[begin MATERIAL FOR THIS EXERCISE]
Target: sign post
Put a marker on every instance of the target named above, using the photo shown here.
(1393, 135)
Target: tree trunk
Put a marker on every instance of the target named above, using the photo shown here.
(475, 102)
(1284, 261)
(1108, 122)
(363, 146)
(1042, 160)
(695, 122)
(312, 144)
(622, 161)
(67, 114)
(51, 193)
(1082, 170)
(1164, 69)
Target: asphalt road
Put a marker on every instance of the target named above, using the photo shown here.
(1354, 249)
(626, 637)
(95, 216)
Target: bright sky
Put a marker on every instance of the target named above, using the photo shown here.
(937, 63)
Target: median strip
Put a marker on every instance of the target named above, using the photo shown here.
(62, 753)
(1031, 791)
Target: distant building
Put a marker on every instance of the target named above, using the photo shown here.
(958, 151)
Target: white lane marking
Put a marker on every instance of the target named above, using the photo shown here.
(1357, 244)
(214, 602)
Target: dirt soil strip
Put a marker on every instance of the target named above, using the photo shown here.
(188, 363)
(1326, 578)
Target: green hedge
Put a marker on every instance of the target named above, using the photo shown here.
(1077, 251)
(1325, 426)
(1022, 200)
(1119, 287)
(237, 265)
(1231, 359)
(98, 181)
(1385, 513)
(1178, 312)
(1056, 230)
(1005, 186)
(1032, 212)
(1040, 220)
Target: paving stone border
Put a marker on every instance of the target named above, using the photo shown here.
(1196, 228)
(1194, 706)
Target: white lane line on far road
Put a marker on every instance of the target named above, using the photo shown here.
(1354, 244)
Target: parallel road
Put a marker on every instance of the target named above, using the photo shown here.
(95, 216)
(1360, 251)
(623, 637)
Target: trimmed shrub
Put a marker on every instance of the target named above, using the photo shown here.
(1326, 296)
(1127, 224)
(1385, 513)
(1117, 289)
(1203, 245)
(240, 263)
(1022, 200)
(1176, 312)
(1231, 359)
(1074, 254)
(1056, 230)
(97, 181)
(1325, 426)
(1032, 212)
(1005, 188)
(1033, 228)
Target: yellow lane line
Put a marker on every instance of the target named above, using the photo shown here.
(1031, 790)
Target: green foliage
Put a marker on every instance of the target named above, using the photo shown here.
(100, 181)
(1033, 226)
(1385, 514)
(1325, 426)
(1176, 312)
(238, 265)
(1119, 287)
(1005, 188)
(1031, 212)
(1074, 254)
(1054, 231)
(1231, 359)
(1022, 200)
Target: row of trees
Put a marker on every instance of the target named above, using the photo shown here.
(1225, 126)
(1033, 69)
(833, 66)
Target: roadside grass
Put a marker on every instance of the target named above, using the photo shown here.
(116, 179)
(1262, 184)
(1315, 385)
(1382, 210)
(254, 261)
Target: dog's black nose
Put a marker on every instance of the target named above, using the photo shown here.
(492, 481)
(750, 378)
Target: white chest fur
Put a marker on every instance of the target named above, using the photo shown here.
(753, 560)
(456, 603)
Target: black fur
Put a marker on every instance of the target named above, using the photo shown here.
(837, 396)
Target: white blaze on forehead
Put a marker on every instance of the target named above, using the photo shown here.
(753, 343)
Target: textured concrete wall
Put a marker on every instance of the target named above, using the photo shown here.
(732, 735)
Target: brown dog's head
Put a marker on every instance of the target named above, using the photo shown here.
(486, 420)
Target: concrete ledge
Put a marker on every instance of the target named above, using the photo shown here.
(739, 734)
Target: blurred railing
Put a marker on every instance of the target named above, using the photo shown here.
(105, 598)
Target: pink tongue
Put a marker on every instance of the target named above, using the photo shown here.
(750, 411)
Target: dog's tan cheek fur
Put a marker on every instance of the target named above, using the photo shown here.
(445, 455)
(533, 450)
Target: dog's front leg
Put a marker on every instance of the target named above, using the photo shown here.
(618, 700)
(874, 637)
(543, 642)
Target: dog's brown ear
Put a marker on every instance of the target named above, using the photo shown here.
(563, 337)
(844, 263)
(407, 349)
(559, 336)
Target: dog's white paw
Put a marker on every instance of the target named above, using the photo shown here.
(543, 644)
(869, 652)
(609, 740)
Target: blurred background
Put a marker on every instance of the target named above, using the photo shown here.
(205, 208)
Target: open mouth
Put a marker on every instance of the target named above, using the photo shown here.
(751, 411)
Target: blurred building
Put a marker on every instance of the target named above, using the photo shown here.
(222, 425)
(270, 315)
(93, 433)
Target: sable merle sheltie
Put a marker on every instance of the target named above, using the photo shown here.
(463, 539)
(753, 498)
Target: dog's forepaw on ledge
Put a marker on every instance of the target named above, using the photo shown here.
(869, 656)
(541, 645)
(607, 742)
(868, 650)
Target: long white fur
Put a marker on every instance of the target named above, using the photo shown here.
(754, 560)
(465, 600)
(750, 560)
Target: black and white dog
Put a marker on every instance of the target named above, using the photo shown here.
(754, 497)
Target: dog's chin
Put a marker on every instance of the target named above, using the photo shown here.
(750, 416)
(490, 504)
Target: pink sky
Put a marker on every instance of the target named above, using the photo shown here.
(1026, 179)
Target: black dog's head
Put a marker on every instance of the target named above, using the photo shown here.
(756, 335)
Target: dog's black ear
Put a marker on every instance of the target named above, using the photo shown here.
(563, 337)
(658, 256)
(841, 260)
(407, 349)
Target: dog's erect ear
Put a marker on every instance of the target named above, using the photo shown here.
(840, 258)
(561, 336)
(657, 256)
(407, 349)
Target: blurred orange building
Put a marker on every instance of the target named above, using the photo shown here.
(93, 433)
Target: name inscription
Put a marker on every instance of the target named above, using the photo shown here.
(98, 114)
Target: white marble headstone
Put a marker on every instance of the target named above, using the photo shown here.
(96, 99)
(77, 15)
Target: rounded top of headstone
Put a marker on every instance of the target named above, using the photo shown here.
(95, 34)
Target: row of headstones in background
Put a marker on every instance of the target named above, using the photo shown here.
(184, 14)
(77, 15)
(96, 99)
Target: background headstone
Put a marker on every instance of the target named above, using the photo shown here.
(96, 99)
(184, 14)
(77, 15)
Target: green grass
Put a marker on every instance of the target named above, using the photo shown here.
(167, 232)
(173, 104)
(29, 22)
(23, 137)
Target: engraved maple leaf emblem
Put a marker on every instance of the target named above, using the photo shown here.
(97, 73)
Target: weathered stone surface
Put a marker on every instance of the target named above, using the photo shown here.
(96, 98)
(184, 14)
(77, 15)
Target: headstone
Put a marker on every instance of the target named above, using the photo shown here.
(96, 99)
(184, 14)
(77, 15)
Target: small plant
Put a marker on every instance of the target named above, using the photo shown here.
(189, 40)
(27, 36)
[end MATERIAL FOR THIS EXERCISE]
Reproduce the entries above word for word, from their first line down to the line that contains "(1033, 228)", including both ends.

• _RESPONSE_:
Target: sign post
Put a marker on every instance of the target named above, using the photo shown here.
(1393, 135)
Target: tree trunk
Put a marker on every instance of the target named above, using the photo shown here.
(475, 102)
(1284, 261)
(1108, 122)
(363, 146)
(1042, 160)
(695, 122)
(312, 144)
(622, 161)
(67, 114)
(51, 193)
(1082, 170)
(1164, 69)
Target: asphalt road
Put a marker on every instance of the target named above, using the photo shown here.
(1354, 249)
(626, 637)
(95, 216)
Target: bright sky
Put a marker on every instance of the target named above, using the photo shown here.
(937, 63)
Target: median strip
Put a marker on every instance of the target named above, using the photo shown here.
(62, 753)
(1031, 791)
Target: distant building
Put a marker on every instance of the target named above, using the photo shown here.
(958, 151)
Target: white lane marking
Put a marker on every instance of the target named above, using the photo shown here.
(1357, 244)
(214, 602)
Target: dirt soil strip
Put a marker on every instance of the target named above, using the photo shown here.
(188, 363)
(1326, 578)
Target: green hedge
Put a marker on every instance of the target named above, using the photo shown here.
(1077, 251)
(1325, 426)
(1022, 200)
(1119, 287)
(237, 265)
(1231, 359)
(98, 181)
(1385, 513)
(1178, 312)
(1056, 230)
(1005, 186)
(1032, 212)
(1040, 220)
Target: paving stone border
Put a marker on every instance of the target named above, using the photo shown here.
(1196, 228)
(1194, 706)
Target: white lane line on far road
Put a marker on every instance of the target named above, using the photo shown here.
(1354, 244)
Target: parallel road
Put a marker on every instance of the target named above, using the photo shown here.
(95, 216)
(1360, 251)
(623, 637)
Target: trimmed shrub
Put a marker on every instance of the target named above, using the photo shown here.
(1326, 296)
(1127, 224)
(1385, 513)
(1117, 289)
(1203, 245)
(240, 263)
(1022, 200)
(1176, 312)
(1231, 359)
(1074, 254)
(1056, 230)
(97, 181)
(1325, 426)
(1032, 212)
(1005, 188)
(1033, 228)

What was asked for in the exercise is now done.